[Saved entries]
* start *

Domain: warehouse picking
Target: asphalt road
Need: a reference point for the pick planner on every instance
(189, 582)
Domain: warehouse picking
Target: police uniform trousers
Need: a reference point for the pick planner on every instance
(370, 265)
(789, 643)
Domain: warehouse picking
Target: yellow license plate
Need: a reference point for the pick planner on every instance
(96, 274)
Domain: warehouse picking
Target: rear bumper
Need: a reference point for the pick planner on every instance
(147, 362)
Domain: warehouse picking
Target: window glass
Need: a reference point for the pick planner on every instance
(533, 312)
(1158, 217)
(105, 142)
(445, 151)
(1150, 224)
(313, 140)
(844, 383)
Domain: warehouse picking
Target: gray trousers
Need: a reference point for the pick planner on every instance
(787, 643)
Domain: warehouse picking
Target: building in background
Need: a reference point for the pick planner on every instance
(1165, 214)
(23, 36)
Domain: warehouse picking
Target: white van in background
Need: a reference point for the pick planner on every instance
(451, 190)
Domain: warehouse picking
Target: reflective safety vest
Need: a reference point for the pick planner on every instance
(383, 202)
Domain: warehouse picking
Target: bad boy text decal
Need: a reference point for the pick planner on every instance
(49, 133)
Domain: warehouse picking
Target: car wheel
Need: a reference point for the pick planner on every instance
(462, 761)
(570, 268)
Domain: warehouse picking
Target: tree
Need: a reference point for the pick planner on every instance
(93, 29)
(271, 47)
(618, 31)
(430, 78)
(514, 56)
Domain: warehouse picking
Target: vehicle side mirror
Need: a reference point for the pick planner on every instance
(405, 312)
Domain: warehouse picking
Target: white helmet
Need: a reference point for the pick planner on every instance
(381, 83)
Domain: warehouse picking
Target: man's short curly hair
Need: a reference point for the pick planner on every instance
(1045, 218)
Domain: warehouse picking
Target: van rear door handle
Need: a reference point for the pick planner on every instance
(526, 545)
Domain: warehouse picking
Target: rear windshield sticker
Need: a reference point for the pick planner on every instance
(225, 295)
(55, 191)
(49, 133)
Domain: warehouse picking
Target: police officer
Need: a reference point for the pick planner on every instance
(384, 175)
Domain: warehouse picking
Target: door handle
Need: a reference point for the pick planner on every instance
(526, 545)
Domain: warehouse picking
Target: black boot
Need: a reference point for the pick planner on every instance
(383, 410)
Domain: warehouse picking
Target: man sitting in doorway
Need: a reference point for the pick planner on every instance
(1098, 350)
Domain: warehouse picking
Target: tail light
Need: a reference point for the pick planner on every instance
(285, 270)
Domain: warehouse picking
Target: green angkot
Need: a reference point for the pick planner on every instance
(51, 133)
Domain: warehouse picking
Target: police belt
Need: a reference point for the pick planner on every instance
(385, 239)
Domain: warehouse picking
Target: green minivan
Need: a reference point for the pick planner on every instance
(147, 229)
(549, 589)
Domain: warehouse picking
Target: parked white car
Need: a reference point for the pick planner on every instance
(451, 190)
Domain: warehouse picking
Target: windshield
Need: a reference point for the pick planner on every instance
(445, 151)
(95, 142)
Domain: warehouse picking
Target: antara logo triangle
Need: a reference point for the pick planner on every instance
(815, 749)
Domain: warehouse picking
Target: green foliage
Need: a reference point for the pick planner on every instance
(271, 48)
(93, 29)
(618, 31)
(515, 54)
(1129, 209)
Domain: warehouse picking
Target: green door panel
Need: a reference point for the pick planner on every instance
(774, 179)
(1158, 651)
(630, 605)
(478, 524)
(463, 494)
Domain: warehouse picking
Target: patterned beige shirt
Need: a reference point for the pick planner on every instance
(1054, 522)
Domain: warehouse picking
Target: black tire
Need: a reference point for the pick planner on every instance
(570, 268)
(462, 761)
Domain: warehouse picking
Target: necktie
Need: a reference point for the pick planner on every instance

* end *

EXERCISE OBJECTIVE:
Extract all of the data shown above without alteration.

REPLY:
Domain: warehouse picking
Target: asphalt road
Need: a reference point for the pick planner on every instance
(189, 582)
Domain: warehouse picking
Target: police uniform trousers
Need: a reference point for the pick planner on every instance
(370, 265)
(789, 643)
Domain: warehouse picking
Target: yellow license plate
Need: a reference point for the pick planner on every instance
(96, 274)
Domain: warehouse picking
Target: rear bumper
Need: a reference point for the pick planner on every instance
(147, 362)
Domain: warehouse picking
Target: window glass
Need: a reference point for the pick planner on every instance
(533, 312)
(1158, 217)
(105, 142)
(445, 151)
(1150, 224)
(313, 140)
(844, 383)
Domain: warehouse picking
Target: gray trousers
Need: a reference point for the pick planner on every instance
(787, 643)
Domain: warehouse picking
Target: building in background
Need: a reference point for the pick planner on every instance
(1165, 214)
(23, 36)
Domain: warehouse picking
Target: white van in background
Need: a reference point for the pick planner on every instance
(451, 190)
Domain: warehouse picking
Target: reflective safety vest
Need: a reference point for the pick planner on every instance
(383, 202)
Domain: warehouse picking
Target: bad boy text decal
Need: a reference point for the pick planner on every instance
(49, 133)
Domain: warehouse picking
Target: car wheel
Need: a reference point for the pick planner on every instance
(462, 761)
(570, 268)
Domain: warehouse picking
Target: tree
Need: a reference point for the pick planner on every instance
(93, 29)
(271, 47)
(618, 31)
(430, 78)
(514, 56)
Domain: warehouse picking
Target: vehicle side mirror
Need: a reference point for the pick planner on every instance
(405, 312)
Domain: warehouse picking
Target: white helmet
Need: a reference point for the pick planner on every instance
(381, 83)
Domain: warehouse picking
Target: man's short curly hair
Need: a reference point for the pick planner on every instance
(1045, 218)
Domain: warehouse picking
Target: van rear door handle
Need: a reference point for the pick planner on every instance
(526, 545)
Domain: warehouse picking
Target: rear windshield sticker
Need: a reference point for the pick planner on every instance
(225, 295)
(55, 191)
(49, 133)
Domain: warehouse picking
Target: police officer
Need: a reference point for the pick planner on every instance
(384, 175)
Domain: warehouse picking
Target: door handle
Need: a reference point for the pick planner on every instance
(526, 545)
Domain: warehouse picking
Target: black boot
Need: a reference point for the pick planner on every instance
(383, 410)
Domain: warehouse picking
Target: man sitting in doorway
Need: a reference point for the pick planner on every instance
(1098, 350)
Domain: warehouse picking
Target: tail light
Need: a reference point for the pick planner on every instance
(285, 270)
Domain: warehouse picking
Target: green angkot
Need: a reference point for the pick planner on every instance
(51, 133)
Domain: warehouse picking
Target: police belt
Need: a reference point for the pick planner on every instance
(385, 239)
Domain: warehouse picking
Target: green minivan
Need: a reference point for the pick planner on every instance
(147, 229)
(549, 589)
Domain: warehouse picking
Target: parked white car
Need: a reference point for the pick planner on every instance
(451, 190)
Domain: warehouse picking
Target: windshield
Need: a reference point for the pick planner on every instance
(445, 151)
(95, 142)
Domain: warehouse picking
Target: antara logo triangle
Need: a reference point for the pick planner on every instance
(815, 749)
Domain: warehouse picking
Target: green foliage
Need: a reference point for the pick planner on every instance
(271, 48)
(93, 29)
(618, 31)
(515, 54)
(1129, 209)
Domain: warehouse picking
Target: green door panel
Need: a reference point for the pick planner on every instance
(774, 179)
(1158, 651)
(630, 605)
(478, 524)
(463, 494)
Domain: warehouse picking
Target: patterned beige shirt
Need: a reference point for the pick planner on every instance
(1054, 522)
Domain: warehouse picking
Target: black tire
Need: a reference point for the pick planner on every instance
(570, 268)
(462, 761)
Domain: warehouse picking
Target: necktie
Need: a reference point for the pick planner on every instance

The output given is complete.